● SUPPLIED DATA:
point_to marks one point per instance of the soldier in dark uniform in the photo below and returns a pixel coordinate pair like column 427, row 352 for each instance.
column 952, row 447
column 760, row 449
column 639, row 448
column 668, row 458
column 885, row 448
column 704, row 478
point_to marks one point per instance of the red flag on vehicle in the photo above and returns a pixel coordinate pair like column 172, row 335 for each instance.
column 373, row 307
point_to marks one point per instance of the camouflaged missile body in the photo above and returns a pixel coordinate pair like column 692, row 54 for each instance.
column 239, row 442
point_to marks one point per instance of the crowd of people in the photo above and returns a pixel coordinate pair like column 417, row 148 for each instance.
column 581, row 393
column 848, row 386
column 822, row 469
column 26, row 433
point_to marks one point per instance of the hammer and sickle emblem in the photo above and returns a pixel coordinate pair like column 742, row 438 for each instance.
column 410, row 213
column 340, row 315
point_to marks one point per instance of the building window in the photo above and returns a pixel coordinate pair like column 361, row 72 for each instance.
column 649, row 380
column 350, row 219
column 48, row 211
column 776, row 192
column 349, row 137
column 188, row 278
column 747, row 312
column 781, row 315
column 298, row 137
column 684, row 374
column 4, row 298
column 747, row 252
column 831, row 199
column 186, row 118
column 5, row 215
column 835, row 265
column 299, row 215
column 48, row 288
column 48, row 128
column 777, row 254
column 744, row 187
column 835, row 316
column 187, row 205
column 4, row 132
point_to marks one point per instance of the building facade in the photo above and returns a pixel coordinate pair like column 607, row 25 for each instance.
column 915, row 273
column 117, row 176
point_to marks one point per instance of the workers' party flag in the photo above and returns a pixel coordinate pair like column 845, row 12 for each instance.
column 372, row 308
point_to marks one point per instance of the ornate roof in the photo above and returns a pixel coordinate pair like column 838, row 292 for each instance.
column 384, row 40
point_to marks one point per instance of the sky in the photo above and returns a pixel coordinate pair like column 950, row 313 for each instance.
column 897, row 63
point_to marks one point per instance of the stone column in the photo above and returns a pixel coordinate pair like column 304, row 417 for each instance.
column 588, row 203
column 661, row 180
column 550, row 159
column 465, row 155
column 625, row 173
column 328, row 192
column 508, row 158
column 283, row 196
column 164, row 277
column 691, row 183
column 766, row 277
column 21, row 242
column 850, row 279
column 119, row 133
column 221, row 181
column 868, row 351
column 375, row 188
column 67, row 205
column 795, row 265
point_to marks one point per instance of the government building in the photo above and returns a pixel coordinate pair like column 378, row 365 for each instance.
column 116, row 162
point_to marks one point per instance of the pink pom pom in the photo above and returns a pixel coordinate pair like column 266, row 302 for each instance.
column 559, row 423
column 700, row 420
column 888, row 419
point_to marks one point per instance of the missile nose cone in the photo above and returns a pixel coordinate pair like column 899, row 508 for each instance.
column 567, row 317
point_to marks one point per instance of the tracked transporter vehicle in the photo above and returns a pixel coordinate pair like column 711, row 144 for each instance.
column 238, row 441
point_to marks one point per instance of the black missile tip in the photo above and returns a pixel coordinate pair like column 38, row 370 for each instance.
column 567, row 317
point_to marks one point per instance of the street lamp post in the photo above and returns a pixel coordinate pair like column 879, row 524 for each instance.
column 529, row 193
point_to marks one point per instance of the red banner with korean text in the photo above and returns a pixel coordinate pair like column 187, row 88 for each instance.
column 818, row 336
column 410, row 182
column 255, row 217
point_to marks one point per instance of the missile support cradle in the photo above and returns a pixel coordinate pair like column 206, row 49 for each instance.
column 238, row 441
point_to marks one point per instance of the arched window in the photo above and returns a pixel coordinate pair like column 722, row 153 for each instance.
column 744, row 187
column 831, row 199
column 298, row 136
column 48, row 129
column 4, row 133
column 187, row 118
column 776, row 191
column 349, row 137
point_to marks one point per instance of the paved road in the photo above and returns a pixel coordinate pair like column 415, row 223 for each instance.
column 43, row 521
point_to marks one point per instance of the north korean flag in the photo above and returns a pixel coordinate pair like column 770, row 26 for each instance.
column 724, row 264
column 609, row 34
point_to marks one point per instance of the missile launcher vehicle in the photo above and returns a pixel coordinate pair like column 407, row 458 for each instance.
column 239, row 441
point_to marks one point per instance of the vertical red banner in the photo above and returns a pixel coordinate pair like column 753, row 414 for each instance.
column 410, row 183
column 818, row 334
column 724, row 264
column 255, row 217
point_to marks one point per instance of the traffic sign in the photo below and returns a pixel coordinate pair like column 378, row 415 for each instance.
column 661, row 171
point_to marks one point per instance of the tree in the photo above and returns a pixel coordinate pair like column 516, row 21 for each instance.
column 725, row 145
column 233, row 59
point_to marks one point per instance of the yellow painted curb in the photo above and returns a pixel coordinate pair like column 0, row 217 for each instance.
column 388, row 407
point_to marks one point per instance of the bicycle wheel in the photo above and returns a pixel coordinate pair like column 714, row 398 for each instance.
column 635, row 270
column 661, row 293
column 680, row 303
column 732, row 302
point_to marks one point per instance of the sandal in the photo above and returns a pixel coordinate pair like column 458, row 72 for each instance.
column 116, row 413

● REQUIREMENTS: Please recast the lines as a Markdown table with the columns "No." and "Line", numbering each row. Begin at the line that contains "point_to marks one point per instance of the vertical", stop after the last of the lines, and leave out any blank lines.

● EXPECTED OUTPUT:
| No. | Line |
|---|---|
| 1 | point_to marks one point per instance of the vertical red banner in the photo above and returns a pixel coordinate pair like column 753, row 414 for each instance. |
| 2 | column 410, row 183 |
| 3 | column 818, row 334 |
| 4 | column 724, row 264 |
| 5 | column 255, row 217 |
| 6 | point_to marks one point per instance of the traffic sign in the photo below and returns a pixel coordinate pair like column 378, row 415 for each instance. |
| 7 | column 661, row 171 |
| 8 | point_to marks one point per instance of the tree in the photo above and returns a pixel coordinate pair like column 516, row 21 for each instance. |
| 9 | column 725, row 145 |
| 10 | column 233, row 59 |
| 11 | point_to marks one point per instance of the yellow painted curb in the photo above and returns a pixel coordinate pair like column 0, row 217 for each instance. |
| 12 | column 388, row 407 |
| 13 | point_to marks one point per instance of the bicycle wheel in the photo above and returns a pixel coordinate pair like column 714, row 398 for each instance. |
| 14 | column 635, row 270 |
| 15 | column 661, row 293 |
| 16 | column 680, row 303 |
| 17 | column 732, row 302 |
| 18 | point_to marks one point per instance of the sandal in the photo above and returns a pixel coordinate pair like column 458, row 72 for each instance. |
| 19 | column 116, row 413 |